* **Page text**
★ ★ ★
Examples¶

This section provides practical code examples demonstrating common Seeknal usage patterns. Each example is designed to be self-contained and illustrates best practices for working with the Seeknal platform.

Available Examples¶

Example	Description
Initialization	Project and entity setup, basic configuration
FeatureStore	Feature group creation, materialization, and retrieval
Flows	Data pipelines: YAML, Python decorators, and Spark flows
DAG Tutorial	DAG dependency tracking, manifest, and incremental builds
Error Handling	Exception handling and debugging patterns
Configuration	Config file usage and environment variables

Quick Start¶

Seeknal supports three primary workflows. Choose the one that fits your use case.

Workflow 1: CLI Pipeline (Recommended for Data Engineering)¶

The draft → dry-run → apply CLI workflow is the primary way to build data pipelines:

# 1. Initialize a project
seeknal init --name my_project

# 2. Define sources and transforms in seeknal/ directory (YAML or Python)
# See the tutorials for detailed examples

# 3. Preview what will be executed
seeknal dry-run

# 4. Execute the pipeline
seeknal apply

# 5. Query results interactively
seeknal repl

Workflow 2: Python Decorator Pipeline¶

Define pipelines in Python using @source, @transform, and @materialize decorators:

# seeknal/pipelines/my_pipeline.py
# /// script
# dependencies = ["pandas", "duckdb"]
# ///

from seeknal.pipeline.decorators import source, transform, materialize

@source(name="raw_orders", source="csv", table="data/orders.csv")
def raw_orders():
    pass

@transform(name="order_summary", inputs=["source.raw_orders"])
@materialize(type="iceberg", table="atlas.analytics.order_summary")
★ ★ ★
* **Listed records**
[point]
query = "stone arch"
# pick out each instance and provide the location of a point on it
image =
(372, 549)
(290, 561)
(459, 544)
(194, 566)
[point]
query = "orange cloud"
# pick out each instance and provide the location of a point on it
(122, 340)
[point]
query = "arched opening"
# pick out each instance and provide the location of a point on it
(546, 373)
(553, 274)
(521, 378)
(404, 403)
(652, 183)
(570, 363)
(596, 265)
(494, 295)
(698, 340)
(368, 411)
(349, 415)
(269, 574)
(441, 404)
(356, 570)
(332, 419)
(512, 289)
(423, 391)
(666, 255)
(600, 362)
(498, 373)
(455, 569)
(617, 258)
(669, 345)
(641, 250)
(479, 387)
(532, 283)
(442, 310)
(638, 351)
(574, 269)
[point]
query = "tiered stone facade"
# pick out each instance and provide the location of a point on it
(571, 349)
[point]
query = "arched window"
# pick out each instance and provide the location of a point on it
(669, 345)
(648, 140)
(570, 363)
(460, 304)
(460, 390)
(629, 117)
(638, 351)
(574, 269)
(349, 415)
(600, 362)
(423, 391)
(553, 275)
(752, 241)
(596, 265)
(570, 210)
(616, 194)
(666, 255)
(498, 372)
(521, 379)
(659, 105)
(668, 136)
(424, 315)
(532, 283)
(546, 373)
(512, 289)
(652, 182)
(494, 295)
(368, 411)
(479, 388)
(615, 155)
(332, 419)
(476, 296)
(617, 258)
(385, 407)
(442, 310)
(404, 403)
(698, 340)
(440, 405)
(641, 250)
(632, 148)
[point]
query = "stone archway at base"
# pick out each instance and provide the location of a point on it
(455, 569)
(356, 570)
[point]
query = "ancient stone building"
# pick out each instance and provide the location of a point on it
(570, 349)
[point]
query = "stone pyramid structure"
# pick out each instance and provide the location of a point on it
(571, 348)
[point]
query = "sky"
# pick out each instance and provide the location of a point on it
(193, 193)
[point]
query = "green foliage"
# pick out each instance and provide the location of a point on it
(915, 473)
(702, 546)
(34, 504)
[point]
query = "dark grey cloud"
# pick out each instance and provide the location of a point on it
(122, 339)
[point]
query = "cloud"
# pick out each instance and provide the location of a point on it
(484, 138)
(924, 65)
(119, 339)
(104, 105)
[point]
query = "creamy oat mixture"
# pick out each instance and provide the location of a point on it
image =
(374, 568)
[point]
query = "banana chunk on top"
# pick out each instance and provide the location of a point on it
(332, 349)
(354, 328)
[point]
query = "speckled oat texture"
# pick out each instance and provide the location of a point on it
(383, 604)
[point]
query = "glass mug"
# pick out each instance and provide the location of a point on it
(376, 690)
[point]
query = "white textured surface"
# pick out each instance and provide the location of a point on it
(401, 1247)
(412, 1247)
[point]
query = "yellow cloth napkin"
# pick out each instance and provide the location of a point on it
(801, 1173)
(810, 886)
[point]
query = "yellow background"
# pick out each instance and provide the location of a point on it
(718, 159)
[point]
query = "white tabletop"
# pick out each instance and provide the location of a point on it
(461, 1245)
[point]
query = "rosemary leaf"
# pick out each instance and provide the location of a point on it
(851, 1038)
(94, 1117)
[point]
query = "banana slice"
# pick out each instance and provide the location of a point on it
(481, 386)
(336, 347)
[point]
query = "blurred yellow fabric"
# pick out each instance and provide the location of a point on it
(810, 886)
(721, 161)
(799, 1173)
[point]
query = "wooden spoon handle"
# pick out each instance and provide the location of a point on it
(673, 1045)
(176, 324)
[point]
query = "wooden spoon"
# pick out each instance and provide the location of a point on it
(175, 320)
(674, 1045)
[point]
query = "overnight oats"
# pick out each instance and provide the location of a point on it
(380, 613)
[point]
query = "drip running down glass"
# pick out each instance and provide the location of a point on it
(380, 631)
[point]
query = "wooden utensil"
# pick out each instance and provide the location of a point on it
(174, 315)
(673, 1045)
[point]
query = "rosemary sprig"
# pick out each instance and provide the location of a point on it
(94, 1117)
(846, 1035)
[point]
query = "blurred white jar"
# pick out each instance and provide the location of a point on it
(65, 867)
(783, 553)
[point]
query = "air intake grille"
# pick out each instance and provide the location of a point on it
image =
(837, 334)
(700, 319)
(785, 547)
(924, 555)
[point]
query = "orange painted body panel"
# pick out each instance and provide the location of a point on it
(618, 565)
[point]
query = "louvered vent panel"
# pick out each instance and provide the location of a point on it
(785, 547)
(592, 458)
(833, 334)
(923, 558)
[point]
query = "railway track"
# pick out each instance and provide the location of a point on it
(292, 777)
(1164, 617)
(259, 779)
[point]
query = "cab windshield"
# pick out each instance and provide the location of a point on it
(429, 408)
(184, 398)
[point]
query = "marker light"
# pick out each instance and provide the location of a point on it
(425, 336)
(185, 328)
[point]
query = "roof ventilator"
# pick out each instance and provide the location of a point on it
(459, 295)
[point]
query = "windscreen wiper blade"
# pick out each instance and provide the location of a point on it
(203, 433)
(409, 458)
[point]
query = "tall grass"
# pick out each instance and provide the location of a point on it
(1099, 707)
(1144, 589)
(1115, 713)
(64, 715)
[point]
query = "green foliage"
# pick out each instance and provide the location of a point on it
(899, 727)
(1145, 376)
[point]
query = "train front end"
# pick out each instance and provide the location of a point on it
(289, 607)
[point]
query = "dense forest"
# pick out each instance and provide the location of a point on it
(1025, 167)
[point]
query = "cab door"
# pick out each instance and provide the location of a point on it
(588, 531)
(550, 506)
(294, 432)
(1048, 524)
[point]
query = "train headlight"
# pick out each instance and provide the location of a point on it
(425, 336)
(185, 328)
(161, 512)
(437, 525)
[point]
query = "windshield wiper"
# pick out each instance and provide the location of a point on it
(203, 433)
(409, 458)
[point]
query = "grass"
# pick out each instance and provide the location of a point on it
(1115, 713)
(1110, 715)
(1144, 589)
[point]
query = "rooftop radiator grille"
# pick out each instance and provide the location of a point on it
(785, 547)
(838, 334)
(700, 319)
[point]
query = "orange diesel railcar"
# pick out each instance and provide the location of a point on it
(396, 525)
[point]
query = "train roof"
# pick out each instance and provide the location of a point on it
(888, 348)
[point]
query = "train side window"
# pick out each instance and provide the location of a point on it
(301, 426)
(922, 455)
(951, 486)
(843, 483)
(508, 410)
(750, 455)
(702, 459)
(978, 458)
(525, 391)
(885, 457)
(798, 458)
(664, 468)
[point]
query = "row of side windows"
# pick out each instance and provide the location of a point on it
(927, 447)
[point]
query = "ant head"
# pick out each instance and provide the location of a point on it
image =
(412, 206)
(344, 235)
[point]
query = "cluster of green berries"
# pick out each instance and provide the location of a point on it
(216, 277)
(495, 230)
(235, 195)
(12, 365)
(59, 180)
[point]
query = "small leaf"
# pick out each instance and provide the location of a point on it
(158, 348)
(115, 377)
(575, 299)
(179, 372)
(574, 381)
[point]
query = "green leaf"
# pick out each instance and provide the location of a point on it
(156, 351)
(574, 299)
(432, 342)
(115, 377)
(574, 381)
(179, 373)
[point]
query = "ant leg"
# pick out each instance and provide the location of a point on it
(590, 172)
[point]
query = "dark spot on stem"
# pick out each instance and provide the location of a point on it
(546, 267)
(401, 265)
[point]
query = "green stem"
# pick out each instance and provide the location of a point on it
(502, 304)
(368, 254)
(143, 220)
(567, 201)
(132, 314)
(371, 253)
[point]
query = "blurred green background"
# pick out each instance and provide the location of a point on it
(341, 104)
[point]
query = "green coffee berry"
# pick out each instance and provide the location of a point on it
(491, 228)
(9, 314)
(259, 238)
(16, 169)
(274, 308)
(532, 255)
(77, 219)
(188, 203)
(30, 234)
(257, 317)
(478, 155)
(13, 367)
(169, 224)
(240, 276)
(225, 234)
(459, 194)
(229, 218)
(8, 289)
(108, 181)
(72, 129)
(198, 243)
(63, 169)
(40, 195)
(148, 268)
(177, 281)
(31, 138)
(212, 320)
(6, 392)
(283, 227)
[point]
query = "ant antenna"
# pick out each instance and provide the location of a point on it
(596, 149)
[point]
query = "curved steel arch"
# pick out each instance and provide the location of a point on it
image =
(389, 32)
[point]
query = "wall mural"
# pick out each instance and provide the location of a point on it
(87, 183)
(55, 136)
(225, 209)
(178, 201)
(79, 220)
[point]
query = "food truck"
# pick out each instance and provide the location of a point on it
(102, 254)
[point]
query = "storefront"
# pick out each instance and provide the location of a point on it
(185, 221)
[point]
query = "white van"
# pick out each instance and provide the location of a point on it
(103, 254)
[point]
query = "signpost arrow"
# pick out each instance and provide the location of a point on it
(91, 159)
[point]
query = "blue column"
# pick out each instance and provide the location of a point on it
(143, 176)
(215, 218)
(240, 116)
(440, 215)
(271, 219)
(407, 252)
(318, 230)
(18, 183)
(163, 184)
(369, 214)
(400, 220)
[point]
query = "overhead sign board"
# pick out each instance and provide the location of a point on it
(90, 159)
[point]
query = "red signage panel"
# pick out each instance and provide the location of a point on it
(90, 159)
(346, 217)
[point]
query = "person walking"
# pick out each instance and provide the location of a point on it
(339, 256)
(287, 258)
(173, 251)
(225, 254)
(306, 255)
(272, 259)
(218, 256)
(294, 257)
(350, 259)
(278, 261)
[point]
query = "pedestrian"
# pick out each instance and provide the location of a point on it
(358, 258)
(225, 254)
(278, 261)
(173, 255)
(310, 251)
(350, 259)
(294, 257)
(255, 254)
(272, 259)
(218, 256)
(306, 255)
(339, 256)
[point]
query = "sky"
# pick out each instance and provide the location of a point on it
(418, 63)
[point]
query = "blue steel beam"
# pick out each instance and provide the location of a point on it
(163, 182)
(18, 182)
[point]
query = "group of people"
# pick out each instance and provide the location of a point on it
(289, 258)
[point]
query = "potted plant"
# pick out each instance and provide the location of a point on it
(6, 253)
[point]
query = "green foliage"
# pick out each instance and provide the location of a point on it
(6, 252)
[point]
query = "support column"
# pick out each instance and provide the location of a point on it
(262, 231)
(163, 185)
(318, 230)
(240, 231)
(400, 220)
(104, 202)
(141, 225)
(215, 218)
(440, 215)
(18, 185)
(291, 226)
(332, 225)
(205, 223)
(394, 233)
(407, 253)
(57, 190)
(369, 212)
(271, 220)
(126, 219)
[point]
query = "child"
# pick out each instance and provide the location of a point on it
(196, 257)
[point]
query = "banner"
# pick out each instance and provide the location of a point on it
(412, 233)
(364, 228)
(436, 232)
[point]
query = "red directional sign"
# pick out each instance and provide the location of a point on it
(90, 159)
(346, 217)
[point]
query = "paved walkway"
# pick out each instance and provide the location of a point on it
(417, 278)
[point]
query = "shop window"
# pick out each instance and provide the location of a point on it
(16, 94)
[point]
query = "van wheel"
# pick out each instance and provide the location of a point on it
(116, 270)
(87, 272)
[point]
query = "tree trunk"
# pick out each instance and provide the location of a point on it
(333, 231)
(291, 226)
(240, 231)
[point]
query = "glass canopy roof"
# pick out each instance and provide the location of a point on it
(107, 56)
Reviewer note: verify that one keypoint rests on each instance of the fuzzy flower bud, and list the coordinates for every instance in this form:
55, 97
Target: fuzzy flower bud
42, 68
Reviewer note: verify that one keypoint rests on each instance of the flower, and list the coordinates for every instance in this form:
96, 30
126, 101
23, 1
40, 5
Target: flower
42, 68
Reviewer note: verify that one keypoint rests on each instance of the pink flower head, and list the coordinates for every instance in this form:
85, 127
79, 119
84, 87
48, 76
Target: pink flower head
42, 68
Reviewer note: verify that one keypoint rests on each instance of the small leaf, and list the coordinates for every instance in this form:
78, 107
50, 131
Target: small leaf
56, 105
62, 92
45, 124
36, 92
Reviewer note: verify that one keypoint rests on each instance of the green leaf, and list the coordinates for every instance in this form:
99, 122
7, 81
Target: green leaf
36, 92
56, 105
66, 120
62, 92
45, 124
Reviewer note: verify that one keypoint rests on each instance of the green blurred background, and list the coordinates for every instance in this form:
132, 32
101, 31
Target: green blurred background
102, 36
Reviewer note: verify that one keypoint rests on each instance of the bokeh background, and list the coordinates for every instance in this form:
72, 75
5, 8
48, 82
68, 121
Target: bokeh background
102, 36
★ ★ ★
* **Given exercise 1**
In the Seeknal examples page, which command previews what will be executed before a pipeline runs?
* **Given exercise 2**
Condense the paragraph of the Seeknal examples page that begins "This section provides practical code examples" into a single shorter sentence that keeps its main facts.
* **Given exercise 3**
Continue the Seeknal examples page from its final line.

* **Exercise answer 1**
`seeknal dry-run`

* **Exercise answer 2**
The section gives self-contained code examples of common Seeknal usage patterns and best practices for the platform.

* **Exercise answer 3**
def order_summary(ctx):
    df = ctx.ref("source.raw_orders")
    return ctx.duckdb.sql("""
        SELECT customer_id, COUNT(*) AS order_count, SUM(amount) AS total
        FROM df GROUP BY customer_id
    """).df()

# Execute the Python pipeline
seeknal apply

Workflow 3: Python API (Feature Store)¶

Programmatic feature group creation for ML feature engineering:

from seeknal.featurestore.duckdbengine.feature_group import (
    FeatureGroupDuckDB, Materialization,
)
from seeknal.entity import Entity
import pandas as pd

# Create feature group with DuckDB engine
entity = Entity(name="user", join_keys=["user_id"])
fg = FeatureGroupDuckDB(
    name="user_features",
    entity=entity,
    materialization=Materialization(event_time_col="event_date"),
)

# Load data and write features
df = pd.read_parquet("data/user_activity.parquet")
fg.set_dataframe(df).set_features()
fg.write(feature_start_time=datetime(2024, 1, 1))

Prerequisites¶

Before running the examples, ensure you have:

Seeknal installed: pip install seeknal or from source (see Installation Guide)
Project initialized: seeknal init --name my_project
Data engine: DuckDB (included) or Apache Spark (optional, for distributed processing)

Example Categories¶

Getting Started¶

If you're new to Seeknal, start with these:

Initialization - Set up projects and entities
Configuration - Understand configuration options

Data Engineering¶

For data pipeline and transformation workflows:

Flows - YAML pipelines, Python decorators, and Spark flows
DAG Tutorial - Dependency tracking and incremental builds
Error Handling - Handle errors gracefully

Feature Engineering¶

For ML feature management:

FeatureStore - Manage features for ML models (DuckDB and Spark)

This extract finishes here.